Start of INPUT RECORDS
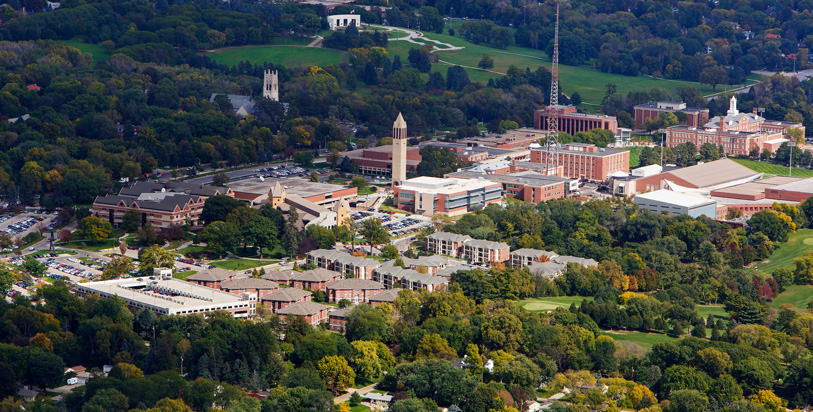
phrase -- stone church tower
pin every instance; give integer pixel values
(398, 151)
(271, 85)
End of INPUT RECORDS
Start of INPUT RECORDS
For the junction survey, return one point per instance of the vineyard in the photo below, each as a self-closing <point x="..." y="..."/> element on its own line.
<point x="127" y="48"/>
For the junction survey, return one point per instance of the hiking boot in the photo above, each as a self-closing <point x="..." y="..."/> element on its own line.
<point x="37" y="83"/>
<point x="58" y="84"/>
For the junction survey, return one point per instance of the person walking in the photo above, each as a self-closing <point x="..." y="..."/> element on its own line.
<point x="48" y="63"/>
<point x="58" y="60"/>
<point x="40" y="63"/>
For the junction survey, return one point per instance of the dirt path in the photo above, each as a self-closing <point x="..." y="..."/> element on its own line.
End of INPUT RECORDS
_TASK:_
Everything above from the line containing "of the person" down to the line containing "of the dirt" should be copied exactly, both end lines included, and nothing else.

_SOLUTION TO THE EXERCISE:_
For the junction survey, return one point per instance of the person walking in the photo above, each as a self-closing <point x="..." y="..."/> element on its own line.
<point x="48" y="63"/>
<point x="58" y="60"/>
<point x="40" y="63"/>
For the junction survey, return one point per instance of the dirt path in the photo above, each as a self-closing <point x="..." y="..."/> element on its own line.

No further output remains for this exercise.